--- Provided data Enclosed Below ---

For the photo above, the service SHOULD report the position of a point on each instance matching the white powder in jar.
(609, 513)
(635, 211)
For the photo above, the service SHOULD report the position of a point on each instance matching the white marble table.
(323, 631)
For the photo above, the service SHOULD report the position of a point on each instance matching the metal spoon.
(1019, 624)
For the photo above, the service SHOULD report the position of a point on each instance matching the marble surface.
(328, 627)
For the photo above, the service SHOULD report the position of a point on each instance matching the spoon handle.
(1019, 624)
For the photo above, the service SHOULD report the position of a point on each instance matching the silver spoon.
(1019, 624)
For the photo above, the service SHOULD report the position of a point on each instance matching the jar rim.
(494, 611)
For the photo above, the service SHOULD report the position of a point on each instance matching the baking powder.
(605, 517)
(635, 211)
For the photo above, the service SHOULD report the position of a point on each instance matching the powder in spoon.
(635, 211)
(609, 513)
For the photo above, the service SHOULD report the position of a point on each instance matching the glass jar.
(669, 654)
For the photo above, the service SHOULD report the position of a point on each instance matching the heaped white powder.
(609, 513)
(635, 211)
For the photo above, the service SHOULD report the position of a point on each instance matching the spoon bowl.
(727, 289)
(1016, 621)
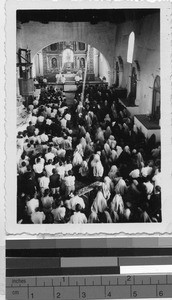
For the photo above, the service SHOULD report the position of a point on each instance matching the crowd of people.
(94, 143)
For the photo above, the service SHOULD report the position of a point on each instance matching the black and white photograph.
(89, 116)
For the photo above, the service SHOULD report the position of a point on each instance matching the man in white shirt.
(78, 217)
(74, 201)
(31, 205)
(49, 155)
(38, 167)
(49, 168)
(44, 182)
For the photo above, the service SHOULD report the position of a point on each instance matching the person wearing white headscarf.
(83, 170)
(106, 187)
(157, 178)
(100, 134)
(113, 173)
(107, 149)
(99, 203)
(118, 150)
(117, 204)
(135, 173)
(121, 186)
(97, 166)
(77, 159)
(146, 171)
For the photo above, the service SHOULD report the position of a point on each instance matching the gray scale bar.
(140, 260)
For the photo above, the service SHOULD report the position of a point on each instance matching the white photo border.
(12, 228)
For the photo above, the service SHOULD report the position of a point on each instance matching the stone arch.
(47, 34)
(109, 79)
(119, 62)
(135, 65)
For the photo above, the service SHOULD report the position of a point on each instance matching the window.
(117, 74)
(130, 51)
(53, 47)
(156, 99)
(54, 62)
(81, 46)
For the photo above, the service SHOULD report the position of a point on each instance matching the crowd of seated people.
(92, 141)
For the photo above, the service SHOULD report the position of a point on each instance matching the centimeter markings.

--- End of Enclosed Provided data ---

• **Task**
All of the entries must be reproduced exactly, with no pictures kept.

• **Output of the task**
For the photo above, the service SHOULD report the position of a point on each instance matching the white powder in jar.
(609, 513)
(635, 211)
For the photo above, the service SHOULD report the position of a point on each instance matching the white marble table.
(323, 631)
For the photo above, the service SHOULD report the position of a point on each instance matching the metal spoon.
(1019, 624)
For the photo above, the service SHOULD report the position of a point on each instance matching the marble surface.
(328, 627)
For the photo above, the service SHOULD report the position of a point on each instance matching the spoon handle.
(1019, 624)
For the photo above, the service SHOULD report the position of a point on each instance matching the silver spoon.
(1019, 624)
For the photo above, the service SHOULD report the position of a point on each instance matching the jar rim.
(494, 611)
For the photo above, the service SHOULD report the position of a point on each instance matching the baking powder.
(605, 517)
(635, 211)
For the photo above, the service SHOULD report the position of a point on each instance matching the powder in spoon.
(635, 211)
(609, 513)
For the photo above, the service SHOULD report the position of a point on each instance matching the glass jar.
(669, 654)
For the photo above, the service SHOULD report the position of a point on each instance matching the heaped white powder.
(609, 513)
(635, 211)
For the photo above, the service SHOULD report the position of a point on each instance matching the spoon bowl.
(727, 289)
(1016, 621)
For the photo above, the service SHOULD report the position of a point on each instance matching the crowd of people.
(94, 143)
For the photo above, the service SHOULD report the position of a point on each instance matching the black and white photograph.
(89, 116)
For the photo above, the service SHOULD report the position of a point on each instance matching the man in white shirt.
(78, 217)
(74, 201)
(31, 205)
(49, 155)
(38, 167)
(49, 168)
(44, 182)
For the photo above, the service SHOULD report the position of a point on each instance matching the person wearing white headscarf.
(83, 170)
(106, 187)
(157, 178)
(100, 134)
(113, 173)
(107, 149)
(99, 203)
(118, 150)
(117, 204)
(135, 173)
(121, 186)
(97, 166)
(77, 159)
(146, 171)
For the photo above, the service SHOULD report the position of a point on each instance matching the gray scale bar.
(140, 260)
For the photo above, the service SHOULD report the position of a point on each instance matching the white photo border.
(12, 228)
For the photo above, the service SHOULD report the position of a point on each instance matching the stone arch.
(47, 34)
(109, 79)
(119, 62)
(135, 65)
For the photo above, the service SHOULD report the position of a point on each instance matching the window.
(117, 74)
(130, 51)
(53, 47)
(156, 99)
(54, 62)
(81, 46)
For the photo above, the service SHOULD report the position of a point on each instance matching the crowd of seated people.
(92, 141)
For the photo above, the service SHOULD report the position of a point on each instance matching the centimeter markings.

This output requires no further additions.